→ Aim:
Set down the line that contains "Target — black-rimmed glasses" and every line after it to the end of the entries, exactly as they stand and nothing more.

→ Material:
**********
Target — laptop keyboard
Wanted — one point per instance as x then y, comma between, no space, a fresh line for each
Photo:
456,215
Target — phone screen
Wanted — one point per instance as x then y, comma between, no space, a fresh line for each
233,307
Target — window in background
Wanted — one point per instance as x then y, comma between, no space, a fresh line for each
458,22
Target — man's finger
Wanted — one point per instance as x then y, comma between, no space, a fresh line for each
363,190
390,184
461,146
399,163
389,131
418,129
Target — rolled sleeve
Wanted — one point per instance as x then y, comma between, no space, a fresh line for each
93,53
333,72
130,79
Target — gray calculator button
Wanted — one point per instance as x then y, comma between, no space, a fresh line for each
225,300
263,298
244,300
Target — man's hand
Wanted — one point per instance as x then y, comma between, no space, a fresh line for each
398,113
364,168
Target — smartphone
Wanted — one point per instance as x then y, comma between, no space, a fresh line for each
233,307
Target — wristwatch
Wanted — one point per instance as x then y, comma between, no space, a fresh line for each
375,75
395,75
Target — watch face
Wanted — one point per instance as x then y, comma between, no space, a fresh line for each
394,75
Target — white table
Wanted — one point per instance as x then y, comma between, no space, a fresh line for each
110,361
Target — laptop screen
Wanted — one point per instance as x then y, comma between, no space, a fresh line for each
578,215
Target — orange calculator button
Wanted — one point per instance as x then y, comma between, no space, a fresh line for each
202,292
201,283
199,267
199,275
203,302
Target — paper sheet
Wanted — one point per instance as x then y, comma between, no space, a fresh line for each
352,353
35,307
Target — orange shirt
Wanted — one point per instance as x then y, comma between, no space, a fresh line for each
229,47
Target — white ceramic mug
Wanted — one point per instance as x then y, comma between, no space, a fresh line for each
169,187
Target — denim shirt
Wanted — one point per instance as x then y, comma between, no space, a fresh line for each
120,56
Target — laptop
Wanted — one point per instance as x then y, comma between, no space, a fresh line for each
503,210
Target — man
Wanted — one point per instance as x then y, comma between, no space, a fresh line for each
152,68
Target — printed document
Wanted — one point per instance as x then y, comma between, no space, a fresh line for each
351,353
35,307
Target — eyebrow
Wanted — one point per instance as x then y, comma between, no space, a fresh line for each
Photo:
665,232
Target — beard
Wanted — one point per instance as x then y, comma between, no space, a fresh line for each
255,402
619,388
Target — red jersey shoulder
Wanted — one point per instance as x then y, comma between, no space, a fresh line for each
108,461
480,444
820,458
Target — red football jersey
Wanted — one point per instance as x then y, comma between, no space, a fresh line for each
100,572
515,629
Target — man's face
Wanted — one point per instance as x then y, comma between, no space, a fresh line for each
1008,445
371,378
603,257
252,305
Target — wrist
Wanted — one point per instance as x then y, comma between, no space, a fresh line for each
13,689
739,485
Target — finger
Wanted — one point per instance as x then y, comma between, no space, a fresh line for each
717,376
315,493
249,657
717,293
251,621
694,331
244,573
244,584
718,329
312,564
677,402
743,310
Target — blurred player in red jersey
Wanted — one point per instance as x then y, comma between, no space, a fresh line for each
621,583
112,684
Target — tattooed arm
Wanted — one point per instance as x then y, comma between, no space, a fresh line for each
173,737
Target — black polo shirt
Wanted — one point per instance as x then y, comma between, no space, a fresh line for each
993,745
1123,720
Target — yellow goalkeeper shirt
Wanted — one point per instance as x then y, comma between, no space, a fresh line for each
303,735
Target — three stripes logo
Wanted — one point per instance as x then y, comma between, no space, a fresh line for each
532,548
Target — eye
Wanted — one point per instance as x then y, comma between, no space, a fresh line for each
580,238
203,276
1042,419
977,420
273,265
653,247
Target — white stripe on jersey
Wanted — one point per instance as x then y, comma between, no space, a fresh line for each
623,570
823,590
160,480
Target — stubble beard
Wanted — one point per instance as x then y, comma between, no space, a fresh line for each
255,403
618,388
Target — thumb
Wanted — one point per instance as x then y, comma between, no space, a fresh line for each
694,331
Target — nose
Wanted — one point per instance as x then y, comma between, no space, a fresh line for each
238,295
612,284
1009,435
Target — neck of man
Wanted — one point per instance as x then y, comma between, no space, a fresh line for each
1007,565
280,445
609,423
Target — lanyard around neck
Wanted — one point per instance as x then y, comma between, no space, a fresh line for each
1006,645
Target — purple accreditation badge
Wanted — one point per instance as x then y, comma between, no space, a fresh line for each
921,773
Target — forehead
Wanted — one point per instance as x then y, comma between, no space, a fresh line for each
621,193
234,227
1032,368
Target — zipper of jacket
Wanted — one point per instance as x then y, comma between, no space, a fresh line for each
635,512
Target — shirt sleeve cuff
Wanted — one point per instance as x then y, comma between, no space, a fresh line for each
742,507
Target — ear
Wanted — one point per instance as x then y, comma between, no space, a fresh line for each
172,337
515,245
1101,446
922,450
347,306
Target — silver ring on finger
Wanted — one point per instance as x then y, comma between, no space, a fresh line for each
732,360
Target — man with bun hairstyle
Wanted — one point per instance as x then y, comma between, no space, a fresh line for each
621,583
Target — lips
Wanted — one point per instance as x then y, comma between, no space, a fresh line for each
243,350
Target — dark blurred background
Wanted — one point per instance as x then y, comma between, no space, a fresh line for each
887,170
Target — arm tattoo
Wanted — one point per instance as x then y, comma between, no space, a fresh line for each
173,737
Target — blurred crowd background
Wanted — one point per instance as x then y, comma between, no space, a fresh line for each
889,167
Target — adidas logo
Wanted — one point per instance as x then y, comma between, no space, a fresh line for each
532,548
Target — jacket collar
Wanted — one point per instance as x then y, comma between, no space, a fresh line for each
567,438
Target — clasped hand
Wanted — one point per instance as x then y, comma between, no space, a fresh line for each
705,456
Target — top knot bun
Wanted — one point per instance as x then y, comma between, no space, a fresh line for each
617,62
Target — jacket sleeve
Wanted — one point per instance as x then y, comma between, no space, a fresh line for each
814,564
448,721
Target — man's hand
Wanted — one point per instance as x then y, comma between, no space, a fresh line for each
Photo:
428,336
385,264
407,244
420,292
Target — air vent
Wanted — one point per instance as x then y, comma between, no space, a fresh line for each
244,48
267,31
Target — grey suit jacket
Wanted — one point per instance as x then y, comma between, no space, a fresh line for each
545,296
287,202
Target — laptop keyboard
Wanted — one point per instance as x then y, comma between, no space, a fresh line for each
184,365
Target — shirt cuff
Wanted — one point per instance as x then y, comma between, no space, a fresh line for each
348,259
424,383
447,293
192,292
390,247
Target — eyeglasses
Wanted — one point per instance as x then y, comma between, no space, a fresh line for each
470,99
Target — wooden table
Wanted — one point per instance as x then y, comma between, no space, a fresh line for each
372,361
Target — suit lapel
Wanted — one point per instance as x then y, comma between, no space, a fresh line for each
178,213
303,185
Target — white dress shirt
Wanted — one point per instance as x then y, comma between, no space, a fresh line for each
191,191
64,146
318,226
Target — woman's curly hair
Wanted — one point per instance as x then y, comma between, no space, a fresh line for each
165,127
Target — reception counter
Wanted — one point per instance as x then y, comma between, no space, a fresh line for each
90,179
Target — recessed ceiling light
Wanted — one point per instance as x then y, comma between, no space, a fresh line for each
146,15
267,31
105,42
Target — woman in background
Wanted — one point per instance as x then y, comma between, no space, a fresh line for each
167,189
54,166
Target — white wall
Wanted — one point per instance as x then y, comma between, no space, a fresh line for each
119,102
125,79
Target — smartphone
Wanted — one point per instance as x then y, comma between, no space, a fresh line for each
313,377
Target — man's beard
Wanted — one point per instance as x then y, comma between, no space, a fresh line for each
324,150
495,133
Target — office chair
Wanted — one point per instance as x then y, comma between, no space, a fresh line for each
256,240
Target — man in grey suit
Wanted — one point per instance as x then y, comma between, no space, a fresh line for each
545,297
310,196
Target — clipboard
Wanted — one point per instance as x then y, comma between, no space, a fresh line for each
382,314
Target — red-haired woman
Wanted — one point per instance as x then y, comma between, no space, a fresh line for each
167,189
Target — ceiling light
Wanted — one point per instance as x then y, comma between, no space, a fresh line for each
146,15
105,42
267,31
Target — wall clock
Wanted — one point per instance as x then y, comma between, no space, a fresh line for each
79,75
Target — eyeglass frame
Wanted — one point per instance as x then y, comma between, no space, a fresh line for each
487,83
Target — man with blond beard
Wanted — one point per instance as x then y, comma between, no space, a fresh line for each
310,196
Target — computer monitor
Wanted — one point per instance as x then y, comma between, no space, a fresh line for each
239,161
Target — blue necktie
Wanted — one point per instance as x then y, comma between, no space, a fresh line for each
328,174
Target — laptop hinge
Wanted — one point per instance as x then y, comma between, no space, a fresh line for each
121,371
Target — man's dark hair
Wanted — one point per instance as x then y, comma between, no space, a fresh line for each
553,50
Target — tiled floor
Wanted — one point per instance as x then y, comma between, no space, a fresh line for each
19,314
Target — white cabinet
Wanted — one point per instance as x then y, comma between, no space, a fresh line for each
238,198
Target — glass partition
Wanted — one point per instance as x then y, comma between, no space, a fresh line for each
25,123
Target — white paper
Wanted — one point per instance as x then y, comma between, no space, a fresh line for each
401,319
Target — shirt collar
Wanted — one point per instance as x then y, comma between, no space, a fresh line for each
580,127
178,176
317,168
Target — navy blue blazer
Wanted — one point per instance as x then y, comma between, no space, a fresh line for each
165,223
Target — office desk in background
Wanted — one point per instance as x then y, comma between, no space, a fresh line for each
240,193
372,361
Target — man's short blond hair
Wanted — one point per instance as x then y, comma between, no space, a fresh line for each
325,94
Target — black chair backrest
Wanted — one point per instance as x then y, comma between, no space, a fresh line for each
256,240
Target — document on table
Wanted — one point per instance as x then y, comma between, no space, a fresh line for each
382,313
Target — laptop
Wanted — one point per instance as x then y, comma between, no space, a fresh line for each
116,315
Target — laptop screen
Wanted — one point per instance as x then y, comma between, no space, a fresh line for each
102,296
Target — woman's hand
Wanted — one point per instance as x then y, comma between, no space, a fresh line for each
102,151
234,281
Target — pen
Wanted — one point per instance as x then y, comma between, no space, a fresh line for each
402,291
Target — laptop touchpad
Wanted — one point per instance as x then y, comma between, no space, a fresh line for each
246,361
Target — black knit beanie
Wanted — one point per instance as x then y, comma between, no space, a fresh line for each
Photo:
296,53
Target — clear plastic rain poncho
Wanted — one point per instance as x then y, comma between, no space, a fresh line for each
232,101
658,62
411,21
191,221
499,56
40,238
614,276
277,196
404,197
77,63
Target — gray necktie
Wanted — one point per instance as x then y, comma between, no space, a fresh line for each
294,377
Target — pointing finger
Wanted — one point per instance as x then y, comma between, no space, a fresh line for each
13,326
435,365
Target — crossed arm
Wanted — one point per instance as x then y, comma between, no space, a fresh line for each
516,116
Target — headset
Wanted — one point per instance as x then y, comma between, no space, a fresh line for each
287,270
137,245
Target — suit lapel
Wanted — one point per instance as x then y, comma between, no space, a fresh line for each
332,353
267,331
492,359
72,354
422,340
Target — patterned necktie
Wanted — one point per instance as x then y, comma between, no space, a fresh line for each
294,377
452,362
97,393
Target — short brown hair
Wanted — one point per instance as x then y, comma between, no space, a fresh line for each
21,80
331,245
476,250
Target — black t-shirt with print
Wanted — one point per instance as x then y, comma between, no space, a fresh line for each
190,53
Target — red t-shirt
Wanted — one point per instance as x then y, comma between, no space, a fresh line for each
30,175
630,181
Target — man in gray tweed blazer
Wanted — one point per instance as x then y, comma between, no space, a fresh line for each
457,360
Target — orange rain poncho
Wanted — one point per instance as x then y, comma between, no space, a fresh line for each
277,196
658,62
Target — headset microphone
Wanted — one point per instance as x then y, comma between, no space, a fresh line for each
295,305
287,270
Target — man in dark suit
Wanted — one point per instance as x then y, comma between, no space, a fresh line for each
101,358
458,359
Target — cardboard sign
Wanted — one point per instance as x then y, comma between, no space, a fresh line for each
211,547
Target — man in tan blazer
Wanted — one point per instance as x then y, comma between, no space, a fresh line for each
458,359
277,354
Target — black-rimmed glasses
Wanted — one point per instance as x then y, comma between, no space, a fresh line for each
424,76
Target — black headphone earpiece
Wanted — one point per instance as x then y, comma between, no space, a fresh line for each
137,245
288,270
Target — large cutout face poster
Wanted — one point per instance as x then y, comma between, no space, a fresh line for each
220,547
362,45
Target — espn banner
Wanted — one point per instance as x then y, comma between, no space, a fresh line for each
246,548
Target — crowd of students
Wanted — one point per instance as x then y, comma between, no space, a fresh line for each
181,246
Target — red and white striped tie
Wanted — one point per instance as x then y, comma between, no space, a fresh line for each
**********
→ Task answer:
Target — black-rimmed glasses
Wanted — one point per instance as x then y, comma between, no space, a fresh line for each
424,76
Target — black headphone earpiece
Wanted — one point per instance as x then y, comma between, no space, a fresh line for each
137,245
288,270
Target — large cutout face poster
Wanted — one point per instance as x then y, comma between, no space, a fresh line for each
220,547
362,45
Target — espn banner
Wanted — one point per instance as x then y, comma between, no space, a fresh line for each
246,548
Target — crowd of students
Wanted — one point per instance as x then y, comma between, no space, a fresh line for each
181,246
Target — red and white striped tie
Wanted — one point per instance as x then y, comma between, no space, a fresh line for each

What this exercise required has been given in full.